▶ **DATA SHOWN**
--- begin ---

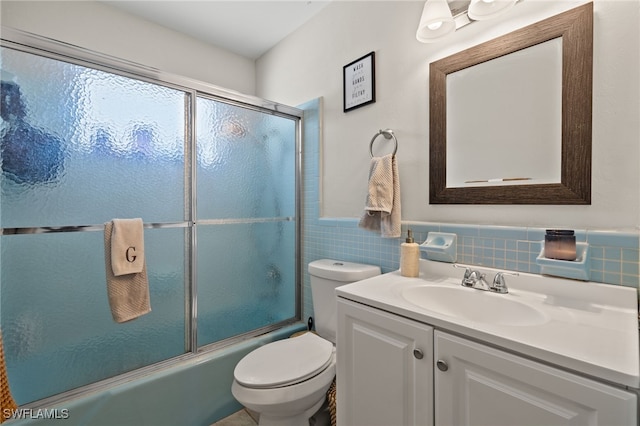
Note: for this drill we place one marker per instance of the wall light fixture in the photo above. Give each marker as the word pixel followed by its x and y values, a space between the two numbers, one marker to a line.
pixel 442 17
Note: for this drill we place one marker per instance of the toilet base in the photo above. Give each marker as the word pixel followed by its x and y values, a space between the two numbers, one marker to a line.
pixel 300 420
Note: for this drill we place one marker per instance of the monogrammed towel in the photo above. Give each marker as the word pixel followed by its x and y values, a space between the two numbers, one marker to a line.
pixel 127 246
pixel 382 208
pixel 128 293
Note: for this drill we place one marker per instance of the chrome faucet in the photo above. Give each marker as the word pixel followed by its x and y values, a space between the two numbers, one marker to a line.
pixel 476 279
pixel 499 284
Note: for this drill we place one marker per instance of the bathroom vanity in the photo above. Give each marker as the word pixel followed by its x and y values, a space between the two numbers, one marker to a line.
pixel 426 350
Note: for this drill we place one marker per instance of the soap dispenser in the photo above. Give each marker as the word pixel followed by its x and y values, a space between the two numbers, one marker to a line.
pixel 409 257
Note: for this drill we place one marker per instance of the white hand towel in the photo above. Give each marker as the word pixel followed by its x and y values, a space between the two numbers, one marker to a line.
pixel 127 246
pixel 382 209
pixel 129 293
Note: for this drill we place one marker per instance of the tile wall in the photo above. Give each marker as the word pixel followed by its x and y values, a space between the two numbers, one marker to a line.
pixel 614 256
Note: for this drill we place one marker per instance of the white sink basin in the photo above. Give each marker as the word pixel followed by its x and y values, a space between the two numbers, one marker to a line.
pixel 582 326
pixel 474 305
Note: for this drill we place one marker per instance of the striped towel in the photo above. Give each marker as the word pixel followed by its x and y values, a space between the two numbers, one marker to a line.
pixel 7 404
pixel 382 208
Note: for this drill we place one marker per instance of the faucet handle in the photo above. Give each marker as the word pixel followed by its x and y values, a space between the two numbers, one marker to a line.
pixel 499 283
pixel 469 277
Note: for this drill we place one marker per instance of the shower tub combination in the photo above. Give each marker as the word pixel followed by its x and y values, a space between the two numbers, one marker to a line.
pixel 215 179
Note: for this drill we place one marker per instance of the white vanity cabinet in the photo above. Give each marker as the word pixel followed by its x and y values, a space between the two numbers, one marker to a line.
pixel 396 371
pixel 479 385
pixel 384 369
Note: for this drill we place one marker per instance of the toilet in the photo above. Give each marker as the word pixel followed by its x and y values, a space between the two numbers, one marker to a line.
pixel 286 381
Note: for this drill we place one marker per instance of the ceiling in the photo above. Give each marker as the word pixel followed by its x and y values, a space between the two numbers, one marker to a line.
pixel 246 27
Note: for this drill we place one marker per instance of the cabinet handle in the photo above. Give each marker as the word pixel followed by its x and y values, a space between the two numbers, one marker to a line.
pixel 442 366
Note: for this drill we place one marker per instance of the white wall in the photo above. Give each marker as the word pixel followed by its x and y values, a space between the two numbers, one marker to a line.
pixel 308 64
pixel 107 30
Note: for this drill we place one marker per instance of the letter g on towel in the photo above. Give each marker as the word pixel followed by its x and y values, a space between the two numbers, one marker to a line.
pixel 127 246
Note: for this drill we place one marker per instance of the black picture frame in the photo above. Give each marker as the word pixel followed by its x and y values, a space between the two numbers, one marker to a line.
pixel 359 82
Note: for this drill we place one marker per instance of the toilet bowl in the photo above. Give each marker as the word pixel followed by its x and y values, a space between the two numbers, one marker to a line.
pixel 286 381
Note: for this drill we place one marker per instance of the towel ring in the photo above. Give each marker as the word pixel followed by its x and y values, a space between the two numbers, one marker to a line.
pixel 388 134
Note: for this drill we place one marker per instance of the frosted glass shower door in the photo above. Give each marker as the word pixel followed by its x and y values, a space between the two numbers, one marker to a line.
pixel 81 147
pixel 246 220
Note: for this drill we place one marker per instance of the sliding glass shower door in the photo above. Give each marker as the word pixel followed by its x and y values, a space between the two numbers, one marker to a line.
pixel 245 220
pixel 81 146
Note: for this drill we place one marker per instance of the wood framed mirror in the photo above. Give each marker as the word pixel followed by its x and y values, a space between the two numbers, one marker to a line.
pixel 574 30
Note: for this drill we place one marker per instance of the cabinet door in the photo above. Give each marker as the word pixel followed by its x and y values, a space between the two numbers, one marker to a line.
pixel 485 386
pixel 384 369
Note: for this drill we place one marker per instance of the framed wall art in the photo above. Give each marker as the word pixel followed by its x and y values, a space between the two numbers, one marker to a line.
pixel 359 82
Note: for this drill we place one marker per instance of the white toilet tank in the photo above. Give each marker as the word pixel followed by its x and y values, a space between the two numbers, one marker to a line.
pixel 326 275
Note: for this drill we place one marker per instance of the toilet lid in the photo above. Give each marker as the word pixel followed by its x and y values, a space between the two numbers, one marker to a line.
pixel 284 362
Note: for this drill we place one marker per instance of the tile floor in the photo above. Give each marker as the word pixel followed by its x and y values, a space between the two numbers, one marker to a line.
pixel 245 418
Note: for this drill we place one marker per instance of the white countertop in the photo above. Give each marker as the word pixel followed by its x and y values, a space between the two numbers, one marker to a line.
pixel 590 328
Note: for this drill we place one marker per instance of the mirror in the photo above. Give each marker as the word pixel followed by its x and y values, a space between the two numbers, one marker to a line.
pixel 475 150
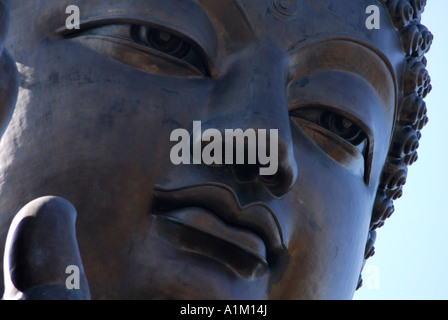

--- end ---

▶ **WHAT IS REQUIRED**
State how many lines of the records contain the word "vanity", and give only that number.

▶ **SOLUTION TO THIS TASK**
2